### TASK
Show each line in the listing below that contains the word "Calling", treating uppercase and lowercase as different.

### TASK DATA
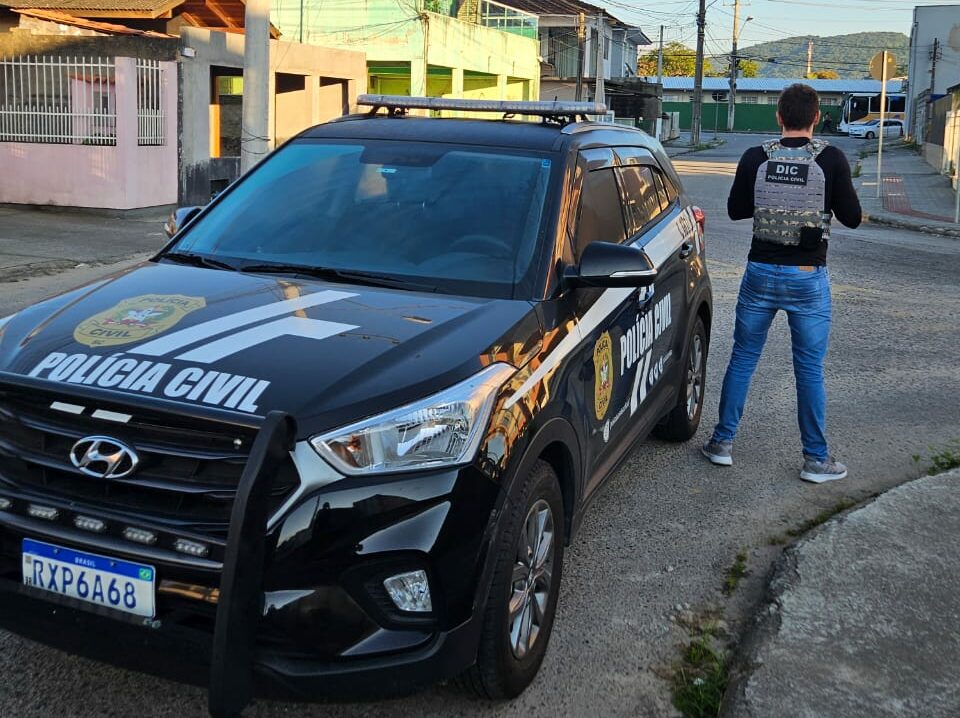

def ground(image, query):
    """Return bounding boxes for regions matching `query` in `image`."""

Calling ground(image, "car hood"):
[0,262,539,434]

...

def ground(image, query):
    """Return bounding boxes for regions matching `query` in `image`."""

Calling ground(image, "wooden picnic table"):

==

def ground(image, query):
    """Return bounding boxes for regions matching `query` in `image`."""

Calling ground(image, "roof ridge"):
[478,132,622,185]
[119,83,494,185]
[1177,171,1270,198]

### SOLUTION TO THE EXERCISE
Calling ground(image, "car hood"):
Calling ground(image, "wooden picnic table"):
Calling ground(image, "roof ridge"):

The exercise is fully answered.